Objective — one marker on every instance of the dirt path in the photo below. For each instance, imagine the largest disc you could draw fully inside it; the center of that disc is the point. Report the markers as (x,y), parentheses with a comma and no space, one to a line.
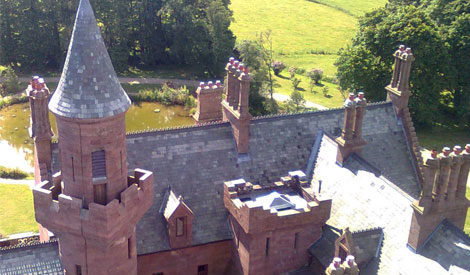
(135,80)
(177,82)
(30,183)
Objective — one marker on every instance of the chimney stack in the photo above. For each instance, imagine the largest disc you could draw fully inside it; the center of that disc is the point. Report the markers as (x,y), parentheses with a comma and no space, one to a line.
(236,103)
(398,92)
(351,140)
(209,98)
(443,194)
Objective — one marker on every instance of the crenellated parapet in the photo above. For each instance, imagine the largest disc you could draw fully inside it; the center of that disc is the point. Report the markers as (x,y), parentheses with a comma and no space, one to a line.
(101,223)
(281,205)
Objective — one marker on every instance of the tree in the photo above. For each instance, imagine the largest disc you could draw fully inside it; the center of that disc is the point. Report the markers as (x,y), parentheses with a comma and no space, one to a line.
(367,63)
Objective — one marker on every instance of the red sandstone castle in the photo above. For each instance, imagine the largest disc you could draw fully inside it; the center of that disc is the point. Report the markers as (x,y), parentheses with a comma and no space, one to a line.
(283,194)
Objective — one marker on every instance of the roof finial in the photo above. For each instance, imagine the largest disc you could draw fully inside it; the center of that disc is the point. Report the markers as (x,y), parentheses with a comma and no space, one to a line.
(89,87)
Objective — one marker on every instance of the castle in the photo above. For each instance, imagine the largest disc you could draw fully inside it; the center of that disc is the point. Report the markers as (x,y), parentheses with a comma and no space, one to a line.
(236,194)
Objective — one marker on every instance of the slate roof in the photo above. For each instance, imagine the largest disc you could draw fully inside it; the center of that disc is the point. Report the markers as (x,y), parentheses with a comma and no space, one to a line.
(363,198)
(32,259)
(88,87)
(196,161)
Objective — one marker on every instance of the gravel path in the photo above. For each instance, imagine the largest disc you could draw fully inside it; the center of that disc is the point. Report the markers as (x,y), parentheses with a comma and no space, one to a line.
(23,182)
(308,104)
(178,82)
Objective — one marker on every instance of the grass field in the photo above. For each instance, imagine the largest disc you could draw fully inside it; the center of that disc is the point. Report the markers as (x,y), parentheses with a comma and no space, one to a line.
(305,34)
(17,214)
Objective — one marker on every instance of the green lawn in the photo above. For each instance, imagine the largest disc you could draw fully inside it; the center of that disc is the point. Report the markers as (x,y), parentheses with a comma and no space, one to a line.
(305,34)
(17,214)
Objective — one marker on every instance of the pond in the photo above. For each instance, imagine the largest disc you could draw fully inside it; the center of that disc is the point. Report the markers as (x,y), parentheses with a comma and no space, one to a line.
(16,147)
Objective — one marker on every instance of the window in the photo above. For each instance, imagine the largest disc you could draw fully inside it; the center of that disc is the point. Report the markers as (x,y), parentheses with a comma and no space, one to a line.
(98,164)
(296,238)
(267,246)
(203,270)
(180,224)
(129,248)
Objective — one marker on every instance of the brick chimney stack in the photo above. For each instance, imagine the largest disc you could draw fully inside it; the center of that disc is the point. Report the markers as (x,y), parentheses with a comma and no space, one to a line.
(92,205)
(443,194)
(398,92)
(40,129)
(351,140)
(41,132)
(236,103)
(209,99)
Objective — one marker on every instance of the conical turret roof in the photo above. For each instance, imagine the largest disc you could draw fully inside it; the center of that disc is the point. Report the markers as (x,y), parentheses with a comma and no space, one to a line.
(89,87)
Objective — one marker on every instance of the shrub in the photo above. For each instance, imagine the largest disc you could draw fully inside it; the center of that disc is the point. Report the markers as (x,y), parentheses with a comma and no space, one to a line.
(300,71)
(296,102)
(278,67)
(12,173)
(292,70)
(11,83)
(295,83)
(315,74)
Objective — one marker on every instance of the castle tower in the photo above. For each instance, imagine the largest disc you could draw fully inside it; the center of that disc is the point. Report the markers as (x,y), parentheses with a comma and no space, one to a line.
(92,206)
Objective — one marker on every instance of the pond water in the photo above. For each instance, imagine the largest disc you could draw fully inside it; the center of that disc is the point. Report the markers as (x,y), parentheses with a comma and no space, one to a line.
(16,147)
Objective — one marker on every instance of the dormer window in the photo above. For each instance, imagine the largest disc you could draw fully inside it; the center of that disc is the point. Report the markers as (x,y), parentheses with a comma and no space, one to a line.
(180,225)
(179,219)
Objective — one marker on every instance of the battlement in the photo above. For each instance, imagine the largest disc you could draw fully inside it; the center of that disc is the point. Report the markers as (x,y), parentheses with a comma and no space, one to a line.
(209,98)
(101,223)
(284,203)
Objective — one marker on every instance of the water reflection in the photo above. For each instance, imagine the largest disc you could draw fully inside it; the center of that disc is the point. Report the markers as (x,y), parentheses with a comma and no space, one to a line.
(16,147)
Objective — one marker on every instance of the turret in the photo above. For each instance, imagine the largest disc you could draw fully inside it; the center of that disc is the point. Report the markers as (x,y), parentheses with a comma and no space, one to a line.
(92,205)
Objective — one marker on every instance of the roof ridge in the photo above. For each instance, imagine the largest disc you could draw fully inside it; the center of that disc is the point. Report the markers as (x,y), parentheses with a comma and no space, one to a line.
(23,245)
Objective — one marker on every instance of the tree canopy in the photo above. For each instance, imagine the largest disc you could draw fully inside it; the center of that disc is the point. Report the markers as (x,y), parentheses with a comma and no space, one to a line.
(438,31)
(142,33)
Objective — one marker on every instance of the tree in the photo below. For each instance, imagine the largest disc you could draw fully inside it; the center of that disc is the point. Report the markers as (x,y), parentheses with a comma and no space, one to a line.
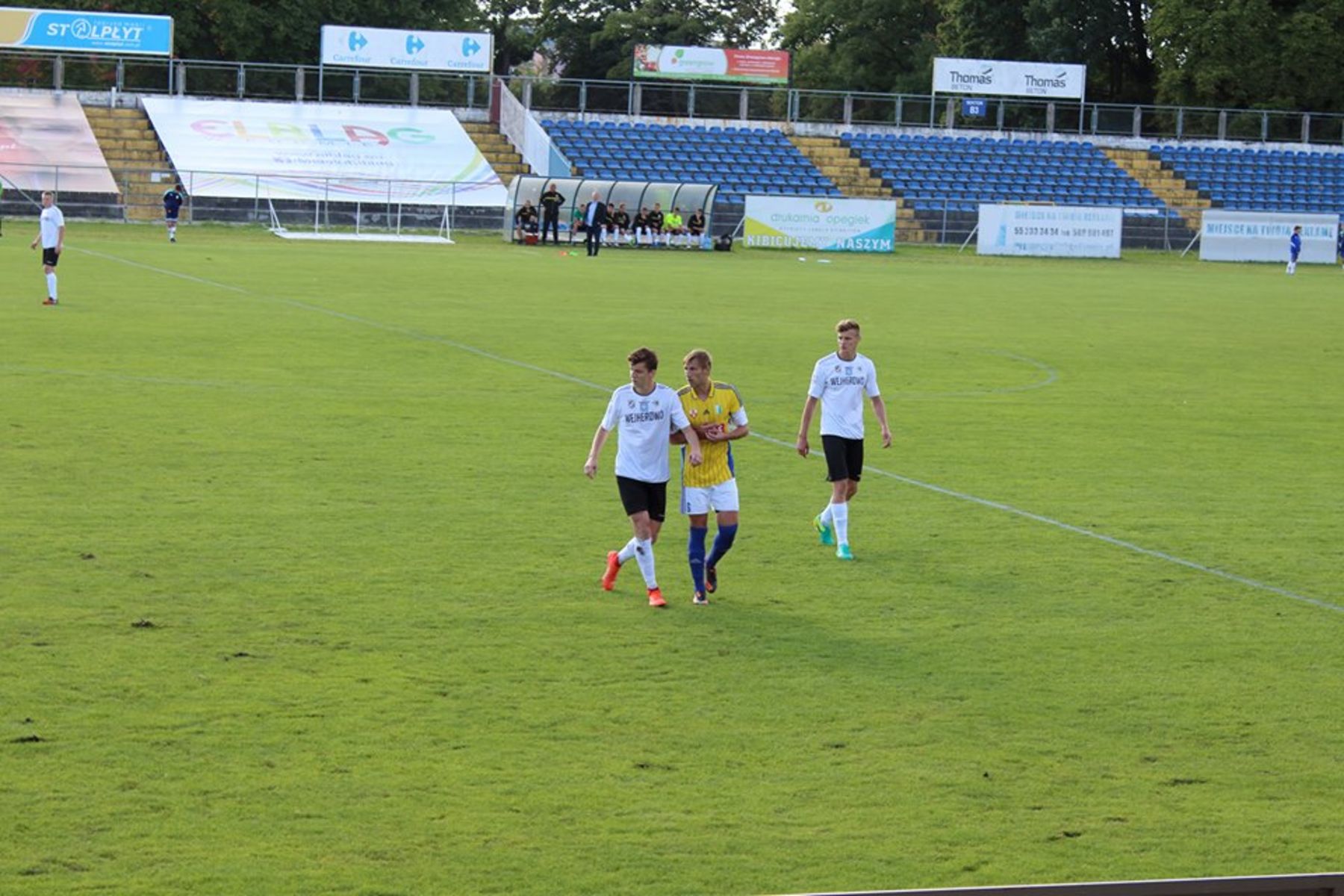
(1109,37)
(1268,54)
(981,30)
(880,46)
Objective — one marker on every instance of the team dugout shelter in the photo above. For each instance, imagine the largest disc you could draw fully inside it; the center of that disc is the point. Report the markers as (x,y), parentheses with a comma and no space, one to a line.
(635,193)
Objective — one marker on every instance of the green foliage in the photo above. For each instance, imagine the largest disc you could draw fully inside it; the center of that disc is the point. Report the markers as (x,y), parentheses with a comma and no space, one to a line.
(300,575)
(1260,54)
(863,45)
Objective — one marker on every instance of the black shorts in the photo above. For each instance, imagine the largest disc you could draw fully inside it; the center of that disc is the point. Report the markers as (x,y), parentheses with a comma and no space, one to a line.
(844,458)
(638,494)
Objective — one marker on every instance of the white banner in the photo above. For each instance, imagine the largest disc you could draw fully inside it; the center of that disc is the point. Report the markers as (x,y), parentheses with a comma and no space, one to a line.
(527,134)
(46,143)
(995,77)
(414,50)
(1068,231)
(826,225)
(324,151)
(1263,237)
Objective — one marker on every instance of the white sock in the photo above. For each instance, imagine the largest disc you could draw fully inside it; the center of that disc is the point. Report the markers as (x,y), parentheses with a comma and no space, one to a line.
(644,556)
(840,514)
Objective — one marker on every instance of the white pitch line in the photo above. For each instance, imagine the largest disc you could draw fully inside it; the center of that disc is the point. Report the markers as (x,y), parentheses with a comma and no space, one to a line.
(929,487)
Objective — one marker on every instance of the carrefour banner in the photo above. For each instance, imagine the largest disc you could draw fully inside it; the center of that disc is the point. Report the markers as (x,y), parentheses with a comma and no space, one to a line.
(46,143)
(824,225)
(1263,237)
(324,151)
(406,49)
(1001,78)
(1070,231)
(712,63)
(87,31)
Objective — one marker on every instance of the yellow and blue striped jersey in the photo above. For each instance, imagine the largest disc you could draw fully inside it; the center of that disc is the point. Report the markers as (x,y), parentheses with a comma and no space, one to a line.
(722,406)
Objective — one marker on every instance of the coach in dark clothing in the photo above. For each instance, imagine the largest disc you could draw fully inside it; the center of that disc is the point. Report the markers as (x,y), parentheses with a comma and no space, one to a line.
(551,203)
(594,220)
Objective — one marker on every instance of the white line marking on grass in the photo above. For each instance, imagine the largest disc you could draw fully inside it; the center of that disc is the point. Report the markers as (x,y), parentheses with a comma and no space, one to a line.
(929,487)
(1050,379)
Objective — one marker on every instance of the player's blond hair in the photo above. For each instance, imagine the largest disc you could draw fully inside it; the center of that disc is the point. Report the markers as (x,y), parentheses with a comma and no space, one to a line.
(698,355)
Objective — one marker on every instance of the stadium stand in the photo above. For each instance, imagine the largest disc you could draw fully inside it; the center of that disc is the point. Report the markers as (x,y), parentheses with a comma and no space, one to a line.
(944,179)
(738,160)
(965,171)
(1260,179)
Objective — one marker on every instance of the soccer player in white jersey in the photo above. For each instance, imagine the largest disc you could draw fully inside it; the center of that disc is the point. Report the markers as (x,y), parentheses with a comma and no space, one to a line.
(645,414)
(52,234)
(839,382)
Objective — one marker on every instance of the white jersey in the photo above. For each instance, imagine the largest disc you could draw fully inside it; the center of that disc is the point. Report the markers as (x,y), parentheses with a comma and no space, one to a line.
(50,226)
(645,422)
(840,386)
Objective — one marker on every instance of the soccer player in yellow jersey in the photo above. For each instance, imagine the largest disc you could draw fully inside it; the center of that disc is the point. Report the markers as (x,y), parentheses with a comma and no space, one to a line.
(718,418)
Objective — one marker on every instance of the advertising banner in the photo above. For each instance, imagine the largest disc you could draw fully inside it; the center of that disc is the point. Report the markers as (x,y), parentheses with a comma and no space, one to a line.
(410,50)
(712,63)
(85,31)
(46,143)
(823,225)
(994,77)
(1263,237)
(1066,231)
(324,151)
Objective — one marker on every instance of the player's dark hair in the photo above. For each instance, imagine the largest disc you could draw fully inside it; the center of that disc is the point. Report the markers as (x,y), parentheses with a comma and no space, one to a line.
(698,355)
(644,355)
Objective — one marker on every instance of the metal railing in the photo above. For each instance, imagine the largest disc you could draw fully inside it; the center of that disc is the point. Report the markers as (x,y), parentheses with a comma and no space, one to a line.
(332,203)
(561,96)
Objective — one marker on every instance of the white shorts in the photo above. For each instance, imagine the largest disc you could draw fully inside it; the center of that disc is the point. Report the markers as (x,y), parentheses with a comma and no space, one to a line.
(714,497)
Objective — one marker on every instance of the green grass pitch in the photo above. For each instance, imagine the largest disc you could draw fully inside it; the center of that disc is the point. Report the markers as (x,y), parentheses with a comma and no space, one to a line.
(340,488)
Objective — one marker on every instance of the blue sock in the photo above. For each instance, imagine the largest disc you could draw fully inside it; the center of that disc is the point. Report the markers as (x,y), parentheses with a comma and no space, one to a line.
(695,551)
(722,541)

= = = = =

Do this: Print exactly the lines above, starting at the line that contains "Objective — one marker on every instance of the white shorts" and ending with the last line of the records, both included.

Solution:
Objective — one marker on every instance of the white shorts in the photo above. For each instance, imagine the largest disc you could draw fully inside it; the center of that disc is the point. Report the markers as (x,y), parentheses with a comma and no space, one to a line.
(714,497)
Objective — one marker on every instance of the green grass pitch in the photo above. For each instance, imagine the largest disc you could draw fully inside it; the center of that disc is the point. Report the markers as (x,y), parentheses with a comma and no space, one to a line.
(340,488)
Objective — one marker on every instance of the blue sock in the photo above. For each instance, imagine the largest disc you could draw fully inside it; the center of that disc is the point. Report the markers as (x,y), parentheses with a comma and no space, one to a line.
(695,551)
(722,541)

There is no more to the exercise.